▸ PROVIDED TEXT:

OIC Releases Balance Billing Protection Act Rules, OIC Webinar Scheduled for November 13

October 17, 2019

The Washington Office of the Insurance Commissioner (OIC) released its CR-102 proposed rule implementing House Bill 1065, the Balance Billing Protection Act (BBPA). The proposed rule provides specifics on how OIC will implement and enforce the BBPA.

WSHA will be submitting comments on the CR-102 and is pleased to see many of our previous suggestions incorporated into this draft. While state agencies do not usually make significant changes to the CR-102, we do want to comment on any major issues you identify. Please contact Andrew Busz at andrewb@wsha.org or (206) 216-2533 with your comments or concerns. OIC will accept comments on the proposed rule through November 4 and will conduct a public hearing on November 5. More information regarding comment submission and the hearing is on the OIC’s BBPA rulemaking page

Major provisions in the proposed rule includes:

  • An improved definition of median for purposes of the BBPA. The new definition ensures the median calculation reflects the distribution of claims payments rather than the distribution of rates amounts, a change specifically requested by WSHA. While not specifically mentioned in the rule, the reports will reflect the nine geographic rating areas used by OIC. WSHA and WSMA strongly advocated for the median amounts on the reports to reflect the state’s geographically diverse regions while some health plans were advocating for as few as two regions. We believe the decision to use the nine OIC rating regions is a fair compromise and consistent with the language in the BBPA.

▸ DATA EXTRACT:
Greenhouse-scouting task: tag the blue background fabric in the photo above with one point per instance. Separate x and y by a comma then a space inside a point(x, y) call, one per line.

▸ ACTIVITY LIST:
- a) In the article on the Balance Billing Protection Act rules, rewrite the paragraph beginning "WSHA will be submitting comments" as a short bulleted list that keeps its main facts.
- b) From the article on the Balance Billing Protection Act rules, print the passage that begins at the words "The Washington Office" and stops after the words "enforce the BBPA.".

▸ RESULTS OF THE TASKS:
- a)
- WSHA will submit comments on the CR-102 and is pleased that many of its earlier suggestions appear in the draft.
- State agencies usually do not make significant changes to a CR-102, but WSHA still wants to comment on any major issues readers identify.
- Comments or concerns go to Andrew Busz at andrewb@wsha.org or (206) 216-2533.
- OIC will accept comments on the proposed rule through November 4.
- OIC will hold a public hearing on November 5.
- The OIC's BBPA rulemaking page has more information on submitting comments and on the hearing.

- b)
The Washington Office of the Insurance Commissioner (OIC) released its CR-102 proposed rule implementing House Bill 1065, the Balance Billing Protection Act (BBPA). The proposed rule provides specifics on how OIC will implement and enforce the BBPA.